● **Task description**: Print the complete set of entries exactly.

● **Items**:
»»
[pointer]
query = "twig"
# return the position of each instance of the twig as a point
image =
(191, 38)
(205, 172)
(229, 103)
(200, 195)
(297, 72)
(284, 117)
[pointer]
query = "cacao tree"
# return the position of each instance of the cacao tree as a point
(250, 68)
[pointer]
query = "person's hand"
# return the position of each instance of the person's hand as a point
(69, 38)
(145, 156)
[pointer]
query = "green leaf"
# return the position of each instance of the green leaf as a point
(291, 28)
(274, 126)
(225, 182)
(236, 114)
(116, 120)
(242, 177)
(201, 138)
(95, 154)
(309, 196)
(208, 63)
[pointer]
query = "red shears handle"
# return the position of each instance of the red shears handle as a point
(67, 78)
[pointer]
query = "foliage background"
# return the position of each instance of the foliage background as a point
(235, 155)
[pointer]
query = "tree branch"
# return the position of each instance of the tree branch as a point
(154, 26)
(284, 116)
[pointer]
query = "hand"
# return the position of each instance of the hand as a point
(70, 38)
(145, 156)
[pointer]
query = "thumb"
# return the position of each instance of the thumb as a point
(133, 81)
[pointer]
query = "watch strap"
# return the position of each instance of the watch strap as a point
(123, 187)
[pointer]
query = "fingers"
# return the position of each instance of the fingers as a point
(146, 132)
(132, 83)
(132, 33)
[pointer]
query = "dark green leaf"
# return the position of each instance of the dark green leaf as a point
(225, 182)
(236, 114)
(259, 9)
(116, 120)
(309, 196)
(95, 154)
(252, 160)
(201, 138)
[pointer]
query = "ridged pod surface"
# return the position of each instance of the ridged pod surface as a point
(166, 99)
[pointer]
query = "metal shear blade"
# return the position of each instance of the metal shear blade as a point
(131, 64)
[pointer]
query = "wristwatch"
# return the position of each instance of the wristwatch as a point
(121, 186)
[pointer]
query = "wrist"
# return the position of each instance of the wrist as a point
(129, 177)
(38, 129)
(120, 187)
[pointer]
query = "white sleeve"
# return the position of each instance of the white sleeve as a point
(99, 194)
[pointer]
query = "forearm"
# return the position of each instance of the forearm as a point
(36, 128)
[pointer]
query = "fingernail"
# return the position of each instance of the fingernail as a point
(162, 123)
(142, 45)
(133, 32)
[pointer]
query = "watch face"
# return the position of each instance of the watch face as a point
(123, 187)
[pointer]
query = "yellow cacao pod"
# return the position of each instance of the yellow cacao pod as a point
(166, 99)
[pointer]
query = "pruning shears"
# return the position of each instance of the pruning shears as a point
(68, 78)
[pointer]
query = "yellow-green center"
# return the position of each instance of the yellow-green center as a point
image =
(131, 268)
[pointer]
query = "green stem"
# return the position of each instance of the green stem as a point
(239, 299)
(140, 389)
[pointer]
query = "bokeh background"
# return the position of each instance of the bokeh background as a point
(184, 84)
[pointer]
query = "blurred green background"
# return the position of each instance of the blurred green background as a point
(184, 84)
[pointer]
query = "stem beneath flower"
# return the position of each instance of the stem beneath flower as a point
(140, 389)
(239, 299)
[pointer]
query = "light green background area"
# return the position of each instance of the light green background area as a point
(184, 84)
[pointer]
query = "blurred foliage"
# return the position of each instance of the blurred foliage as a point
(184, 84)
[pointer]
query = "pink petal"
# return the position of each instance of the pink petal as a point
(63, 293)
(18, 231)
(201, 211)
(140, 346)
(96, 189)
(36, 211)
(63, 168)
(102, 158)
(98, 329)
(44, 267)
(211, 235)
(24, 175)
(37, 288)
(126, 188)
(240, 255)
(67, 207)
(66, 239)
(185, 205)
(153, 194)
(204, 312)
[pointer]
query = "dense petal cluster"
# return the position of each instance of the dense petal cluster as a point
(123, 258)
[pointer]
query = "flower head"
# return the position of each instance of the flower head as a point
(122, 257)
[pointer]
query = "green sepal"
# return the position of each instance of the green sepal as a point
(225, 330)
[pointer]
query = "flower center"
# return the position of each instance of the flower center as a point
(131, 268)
««
● **The response**:
[pointer]
query = "twig"
# return the position of each instance of the twig as a point
image =
(191, 38)
(205, 172)
(229, 103)
(200, 195)
(297, 72)
(284, 117)
[pointer]
query = "cacao tree"
# return the position of each instance of the cacao tree as a point
(250, 68)
[pointer]
query = "person's hand"
# return the position of each instance of the person's hand as a point
(69, 38)
(145, 156)
[pointer]
query = "green leaf"
# return the position of each instance of the green leaf as a point
(291, 28)
(274, 126)
(225, 182)
(236, 114)
(116, 120)
(242, 177)
(201, 138)
(95, 154)
(309, 196)
(208, 63)
[pointer]
query = "red shears handle"
# return the position of each instance of the red shears handle as a point
(67, 78)
[pointer]
query = "foliage background"
# return the position of each instance of the foliage background as a point
(235, 155)
[pointer]
query = "tree branch"
# return the position of each instance of the tree branch as a point
(154, 26)
(284, 116)
[pointer]
query = "hand"
# return the position of each instance of the hand as a point
(70, 38)
(145, 156)
[pointer]
query = "thumb"
# return the position of each instance of the thumb as a point
(133, 81)
[pointer]
query = "watch strap"
# return the position of each instance of the watch strap as a point
(123, 187)
[pointer]
query = "fingers"
# return the position of each instance of the fingers as a point
(146, 132)
(132, 83)
(132, 33)
[pointer]
query = "dark green leaf"
# return the position of each instance of the dark green leaf as a point
(225, 182)
(236, 114)
(259, 9)
(116, 120)
(309, 196)
(95, 154)
(252, 160)
(201, 138)
[pointer]
query = "ridged pod surface"
# return the position of each instance of the ridged pod surface as a point
(166, 99)
[pointer]
query = "metal shear blade"
# return the position of each instance of the metal shear blade as a point
(131, 64)
[pointer]
query = "wristwatch"
# return the position of each instance of the wristwatch as a point
(121, 186)
[pointer]
query = "wrist"
# return the position of each instance of the wrist as a point
(129, 177)
(38, 129)
(120, 187)
[pointer]
query = "white sleeve"
# return the position of each instance of the white sleeve as a point
(99, 194)
[pointer]
query = "forearm"
# return the position of each instance of the forearm as a point
(36, 128)
[pointer]
query = "fingernail"
# return the position of each instance of the fingernail as a point
(162, 123)
(142, 45)
(133, 32)
[pointer]
query = "watch face"
# return the position of each instance of the watch face as a point
(123, 187)
[pointer]
query = "yellow cacao pod"
# return the position of each instance of the yellow cacao pod as a point
(166, 99)
[pointer]
query = "pruning shears"
# return the position of each instance of the pruning shears as a point
(68, 78)
[pointer]
query = "yellow-green center"
# return the position of each instance of the yellow-green center as a point
image =
(131, 268)
[pointer]
query = "green stem"
# return the position of each instance of the green stem as a point
(239, 299)
(140, 389)
[pointer]
query = "bokeh background"
# return the position of each instance of the bokeh background as a point
(184, 84)
[pointer]
query = "blurred green background"
# return the position of each instance of the blurred green background as a point
(184, 84)
[pointer]
query = "stem beneath flower"
# return the position of each instance of the stem beneath flower as a point
(140, 389)
(239, 299)
[pointer]
query = "light green background area"
# return the position of each instance of the light green background area as a point
(184, 84)
[pointer]
query = "blurred foliage"
# return the position of each instance of the blurred foliage as a point
(184, 84)
[pointer]
query = "pink petal"
# return the position of each instance of the pink petal as a point
(63, 293)
(18, 231)
(201, 211)
(140, 346)
(96, 189)
(36, 211)
(63, 168)
(102, 158)
(98, 329)
(44, 267)
(211, 235)
(24, 175)
(37, 288)
(126, 188)
(240, 255)
(67, 207)
(66, 239)
(185, 205)
(153, 194)
(204, 312)
[pointer]
query = "dense petal cluster"
# return the position of each instance of the dense petal cluster as a point
(123, 258)
[pointer]
query = "flower head"
# return the position of each instance of the flower head as a point
(122, 257)
[pointer]
query = "green sepal"
# return the position of each instance of the green sepal as a point
(225, 330)
[pointer]
query = "flower center"
# return the position of each instance of the flower center as a point
(131, 268)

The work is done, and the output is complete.